Extract to read
★ ★ ★
Rabbithole: Shell Pipelines

In prepping for the next part of my OS journey (writing an init system!), I found a need to add pipelining to my shell. This entry is a quick jaunt into how that works. All the code we break down here can be found here.

What actually is a pipe?

Before we talk about a pipeline, it’s useful to know what a pipe is. Fundementally, a pipe is two File Descriptors (read: files, yes it’s a bit more complicated but bear with me), where what is written to one end of the pipe is readable in the other. Note that this isn’t a two way communication - one file descriptor is the input, and one is the output.

They can be created with the pipe(2) function in libc (which ultimately calls the mknod syscall), which returns the two file descriptors pertaining to the two ends of our pipe.

Pipes are useful as an Interprocess Communication (IPC) mechanism - if you delegate one end of the pipe to one process, and the other to another process, then those processes can communicate by sending data through the pipe.

A pipeline is simply a set of processes that use pipes to talk to one another. For example, if we have three processes, A, B, and C, a pipeline would involve A talking to B, and B talking to C through pipes.
★ ★ ★
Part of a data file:
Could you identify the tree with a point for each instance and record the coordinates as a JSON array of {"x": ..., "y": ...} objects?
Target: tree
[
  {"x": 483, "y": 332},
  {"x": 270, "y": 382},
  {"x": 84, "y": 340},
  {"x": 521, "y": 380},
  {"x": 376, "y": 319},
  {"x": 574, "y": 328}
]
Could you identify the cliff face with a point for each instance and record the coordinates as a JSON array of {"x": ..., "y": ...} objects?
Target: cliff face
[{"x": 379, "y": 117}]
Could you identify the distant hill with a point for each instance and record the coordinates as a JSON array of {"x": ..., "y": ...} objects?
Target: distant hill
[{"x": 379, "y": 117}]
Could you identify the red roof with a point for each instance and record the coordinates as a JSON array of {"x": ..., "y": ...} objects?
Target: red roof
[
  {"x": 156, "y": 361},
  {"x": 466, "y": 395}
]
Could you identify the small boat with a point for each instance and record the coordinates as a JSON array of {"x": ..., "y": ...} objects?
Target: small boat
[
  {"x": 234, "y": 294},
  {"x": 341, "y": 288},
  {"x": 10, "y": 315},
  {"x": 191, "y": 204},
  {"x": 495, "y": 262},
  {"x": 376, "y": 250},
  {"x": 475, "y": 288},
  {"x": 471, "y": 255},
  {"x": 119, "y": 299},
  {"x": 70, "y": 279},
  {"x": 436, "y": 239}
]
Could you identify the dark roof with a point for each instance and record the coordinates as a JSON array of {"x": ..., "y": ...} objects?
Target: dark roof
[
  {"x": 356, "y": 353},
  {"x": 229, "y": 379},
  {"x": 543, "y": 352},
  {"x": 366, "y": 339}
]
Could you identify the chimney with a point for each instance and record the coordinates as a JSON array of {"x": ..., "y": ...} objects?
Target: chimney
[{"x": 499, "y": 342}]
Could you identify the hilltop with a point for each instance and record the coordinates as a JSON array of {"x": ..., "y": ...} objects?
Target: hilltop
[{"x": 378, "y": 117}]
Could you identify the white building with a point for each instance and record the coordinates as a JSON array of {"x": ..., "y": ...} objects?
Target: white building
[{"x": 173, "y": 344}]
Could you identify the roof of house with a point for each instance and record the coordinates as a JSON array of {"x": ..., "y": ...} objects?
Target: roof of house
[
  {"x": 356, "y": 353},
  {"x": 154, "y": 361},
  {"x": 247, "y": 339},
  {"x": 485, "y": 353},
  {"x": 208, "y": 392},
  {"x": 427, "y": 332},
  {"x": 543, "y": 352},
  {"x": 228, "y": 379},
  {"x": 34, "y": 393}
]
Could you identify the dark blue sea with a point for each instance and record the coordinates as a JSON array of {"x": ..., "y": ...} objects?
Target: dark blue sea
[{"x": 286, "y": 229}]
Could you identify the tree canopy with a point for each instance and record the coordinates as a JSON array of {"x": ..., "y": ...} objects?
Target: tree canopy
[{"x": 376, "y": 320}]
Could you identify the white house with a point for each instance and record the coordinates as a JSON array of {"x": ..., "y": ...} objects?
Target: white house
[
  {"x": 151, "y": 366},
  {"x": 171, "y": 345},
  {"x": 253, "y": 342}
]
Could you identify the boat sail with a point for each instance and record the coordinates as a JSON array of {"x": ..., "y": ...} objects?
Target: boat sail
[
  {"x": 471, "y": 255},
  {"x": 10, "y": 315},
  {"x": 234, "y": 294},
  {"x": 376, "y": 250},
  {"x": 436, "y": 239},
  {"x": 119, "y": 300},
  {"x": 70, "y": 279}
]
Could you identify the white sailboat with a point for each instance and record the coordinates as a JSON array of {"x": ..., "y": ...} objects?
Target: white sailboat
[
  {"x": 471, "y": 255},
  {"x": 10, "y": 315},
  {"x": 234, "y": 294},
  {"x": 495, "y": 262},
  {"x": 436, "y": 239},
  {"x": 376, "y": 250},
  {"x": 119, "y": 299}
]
★ ★ ★
Set of tasks
1) Translate this sentence from the shell pipelines text into Spanish: "Note that this isn't a two way communication - one file descriptor is the input, and one is the output."
2) Turn the paragraph in the shell pipelines text beginning "Before we talk about a pipeline" into a short bulleted list that keeps its main facts.
3) Carry on the shell pipelines text from the point where it stops.
This listing has no connection to the shell pipelines text.

Task-by-task outputs
1) Ten en cuenta que esto no es una comunicación bidireccional: un descriptor de archivo es la entrada y el otro es la salida.

2)
- A pipe is made up of two file descriptors.
- Whatever is written to one end of the pipe can be read from the other end.
- Communication goes only one way: one file descriptor is the input and the other is the output.

3)
Let’s implement one

Previously in our shell we implemented the ability to start a process. Processes were contained within a Process struct.

// A process that can be started and waited on.
#[derive(Debug)]
pub struct Process {
    pub argv: Vec<String>,
    pub state: ProcessState,
}

impl Process {
    /// Start the process in a new child process.
    pub fn start(&mut self) -> nix::Result<()> {
        ...
    }

    /// Waits for the process to be done.
    pub fn wait(&mut self) -> Result<(), WaitError> {
        ...
    }
}

Processes are created by the shell, using the parser to split up arguments, and then started with the start method. The shell then blocks until the process is finished by calling the wait command. To support pipelining, we’re gonna need to support creating a bunch of processes, and waiting on all of them.

We can start by defining a Pipeline struct:

/// The state of a pipeline of processes.
#[derive(Debug)]
pub enum PipelineState {
    Unstarted,
    // The process group ID of the pipeline.
    Running(Pid),
    Terminated,
}

/// A pipeline of processes.
pub struct Pipeline {
    pub processes: Vec<Process>,
    pub status: PipelineState,
}

A Pipeline is simply a collection of processes, and a status that defines whether the pipeline has been started or not. So how do we start a pipeline? Well, there’s a few steps:

For every pair of processes, create a pipe, and set the stdout of the first process to the write end of the pipe, and the stdin of the second process to the read end of the pipe
Start every process
Wait for every process to exit

To abstract out the concept of stdin/stdout, I found it useful to create an IOTriple struct which contains each of those file descriptors, and defines how to create a pipe. The pipe method of an IOTriple simply calls the pipe libc command and returns two sets of stdin/out/errs, one for reading, and one for writing.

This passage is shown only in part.